## ASSIGNED TASK 1
List every federal funding source that the post on banning gender affirming care says would be barred from paying for that care.
## ASSIGNED TASK 2
Carry on the post about banning gender affirming care from the point where it stops.

These Are Not My Thoughts On Banning GAC
These are more difficult thoughts, on a more difficult topic. No, really.

Wednesday evening, May 21st - last night if you’re reading promptly - House republicans voted in committee to amend their omnibus bill, implementing a large number of changes all at once. That large amendment package included a section forbidding federal dollars expended under Medicaid, the CHIP Act (the federal children’s health insurance subsidies), and ACA subsidized exchange plans from paying for trans persons’ gender affirming care. Trans persons of any age. It was previously known that the bill would ban GAC for minors, but at the last minute yet another amendment removed the words “for minors” and other language that might permit trans adults to receive care.
This is bad. It was bad when it applied only to minors; it’s worse now. As a result half the online trans people in the United States will be posting about it. Erin Reed of Erin In The Morning was, as she often is, one of the first out with a story on the topic. Written last night, it states that a vote might happen “as soon as” today, but the debate was held starting midnight-ish and the bill has already passed the house.
The GAC ban is not certain to make its way through to law. The senate has to pass its own version of this bill and then the two chambers negotiate a final version of the bill taking elements from each. This “in conference” procedure can sometimes change bills quite substantially, so nothing should be considered set in stone. But there’s also nothing to suggest that Senate Republicans are at all motivated advocate for trans care, so most people are (quite reasonably) treating this as a fixed part of a bill that is destined to pass.
Assuming passage and no veto, impacts will be immense with just trans persons on Medicaid totalling 152,000. That number comes from UCLA’s Williams Institute and is much lower than the number potentially affected since children covered under the CHIP act aren’t included, nor are trans persons who purchase (or whose families purchase) subsidized coverage on exchanges. As much as it might be helpful, I haven’t been able to make my own final tally of trans persons due to lose health care as I started by counting Medicaid-reliant trans persons living in my apartment and my brain froze when I reached one.
But as I have said, many, many people are writing about this attack on adult trans care even now. So I would like to use this time to write about a part of the same amendment that horrifies me even more. This will not be easy or gentle. I could yell my warning at you, but really I don’t have the energy for that. Instead, please believe me when I say quietly and politely that this is your content warning, and I mean it as seriously as anyone possibly could. If today is not your day for reading difficult things, you should skip the rest of this piece and come back another time.
Okay, you ready? You sure? Like I said, I won’t yell, but you don’t have to read. I can’t be more serious.
For those still here, the reason this is about to get heavy is because we have to talk about the abuse of intersex children. The House GOP excluded from the coverage ban any efforts to modify the sexed anatomy of children with differences in sexual development (DSD), commonly known as intersex kids. Here is the initial wording of the exception, from page 56 of the Health subtitle of the bill and covering Medicaid and CHIP expenditures:
This section reads:
‘‘(2) EXCEPTION.—Paragraph (1) shall not apply to the following when furnished to an indi- vidual by a health care provider with the consent of such individual’s parent or legal guardian:
‘‘(A) Puberty suppression or blocking pre- scription drugs for the purpose of normalizing puberty for an individual experiencing pre- cocious puberty.

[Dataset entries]
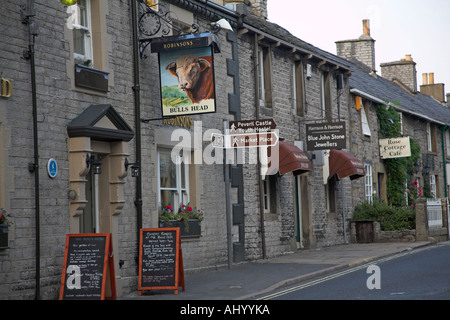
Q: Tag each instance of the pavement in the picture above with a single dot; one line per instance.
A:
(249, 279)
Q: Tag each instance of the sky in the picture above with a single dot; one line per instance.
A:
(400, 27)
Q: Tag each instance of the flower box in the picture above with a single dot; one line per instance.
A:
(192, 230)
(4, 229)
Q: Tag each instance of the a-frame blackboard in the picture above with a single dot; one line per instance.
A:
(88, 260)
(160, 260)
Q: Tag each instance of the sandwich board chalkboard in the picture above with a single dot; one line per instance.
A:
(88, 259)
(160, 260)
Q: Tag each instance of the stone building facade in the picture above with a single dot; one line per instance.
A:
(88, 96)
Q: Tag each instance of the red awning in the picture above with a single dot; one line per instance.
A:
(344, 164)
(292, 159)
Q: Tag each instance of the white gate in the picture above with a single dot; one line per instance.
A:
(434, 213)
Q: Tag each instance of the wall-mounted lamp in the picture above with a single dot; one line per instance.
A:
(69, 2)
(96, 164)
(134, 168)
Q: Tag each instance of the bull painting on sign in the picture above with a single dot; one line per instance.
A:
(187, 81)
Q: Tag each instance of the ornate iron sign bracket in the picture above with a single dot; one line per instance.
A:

--

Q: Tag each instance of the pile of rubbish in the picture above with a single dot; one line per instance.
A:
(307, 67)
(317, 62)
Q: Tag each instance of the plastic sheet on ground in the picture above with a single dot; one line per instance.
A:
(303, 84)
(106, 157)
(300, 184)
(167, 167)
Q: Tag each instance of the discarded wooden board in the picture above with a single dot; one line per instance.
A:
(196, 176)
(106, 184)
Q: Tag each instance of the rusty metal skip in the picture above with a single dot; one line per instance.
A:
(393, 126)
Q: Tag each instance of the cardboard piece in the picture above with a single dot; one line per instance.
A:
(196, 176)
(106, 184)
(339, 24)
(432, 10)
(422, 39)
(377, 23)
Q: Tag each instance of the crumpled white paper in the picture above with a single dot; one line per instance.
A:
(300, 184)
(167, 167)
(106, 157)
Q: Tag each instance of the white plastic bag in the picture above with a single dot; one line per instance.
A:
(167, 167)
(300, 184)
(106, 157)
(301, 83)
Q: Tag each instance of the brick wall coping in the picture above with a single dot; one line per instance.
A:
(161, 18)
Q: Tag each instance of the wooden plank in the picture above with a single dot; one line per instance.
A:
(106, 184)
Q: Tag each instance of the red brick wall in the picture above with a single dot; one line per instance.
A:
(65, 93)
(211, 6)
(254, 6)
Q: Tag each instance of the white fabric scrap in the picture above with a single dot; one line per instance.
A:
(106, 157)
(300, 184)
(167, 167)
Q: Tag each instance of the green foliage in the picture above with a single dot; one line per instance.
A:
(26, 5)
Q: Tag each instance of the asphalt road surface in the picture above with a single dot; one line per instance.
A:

---

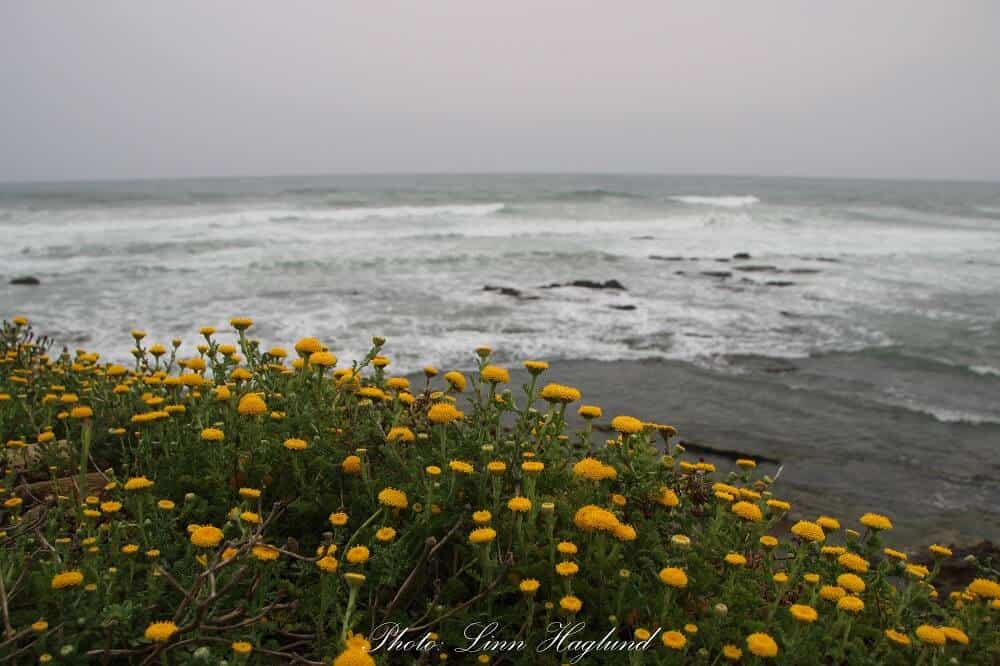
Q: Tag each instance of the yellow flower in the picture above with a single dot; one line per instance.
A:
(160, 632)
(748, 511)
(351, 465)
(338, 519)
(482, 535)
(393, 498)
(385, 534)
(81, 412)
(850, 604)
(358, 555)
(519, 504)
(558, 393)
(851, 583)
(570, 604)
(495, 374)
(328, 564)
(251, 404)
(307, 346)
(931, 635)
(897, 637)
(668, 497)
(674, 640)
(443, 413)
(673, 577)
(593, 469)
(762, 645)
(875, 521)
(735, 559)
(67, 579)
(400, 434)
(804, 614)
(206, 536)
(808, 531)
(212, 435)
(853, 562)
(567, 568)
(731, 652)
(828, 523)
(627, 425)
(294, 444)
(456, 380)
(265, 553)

## ANSWER 1
Medicaid, the CHIP Act (the federal children's health insurance subsidies), and ACA subsidized exchange plans

## ANSWER 2
‘‘(B) Medically necessary procedures or treatments to correct for—
‘‘(i) a medically verifiable disorder of sex development, including—
The last line there is the bit relevant to intersex kids. There is identical wording on page 111 to permit coverage for procedures banned when performed for trans persons through plans purchased on ACA exchanges. The exact procedures permitted to be performed on intersex children - including infants - is lengthy, and reading the names of some procedures (such as “vaginectomy”) can induce wincing or cringing even before one remembers that the law authorizes their use on literal infants. So instead of copying the list, let’s take it as read that it includes just about any surgical alteration of the genitals one can imagine.
Many people commenting on laws like this one that have been considered or passed at the state level have taken he position that while banning care for trans people is bad, permitting such care for intersex kids shows a level of mercy, humanity, and sympathy that partially redeems the effort. This language is common even on left wing sites, and you are guaranteed to something like it in coverage of this issue in mainstream media — at least if that coverage mentions intersex kids at all.
But this piece here is to tell you that this is wrong. No one should consider this exception an act of generosity or humanity or care. While denying care to trans folks is nearly unconscionable, the historic attacks on children with DSDs have inflicted injuries just as terrible and sometimes worse, while also poisoning relationships between parents and children, doctors and patients. You might wonder why such surgeries are performed on pre-verbal children in the first place, but the rationale for these procedures is perhaps the very worst thing about all of this.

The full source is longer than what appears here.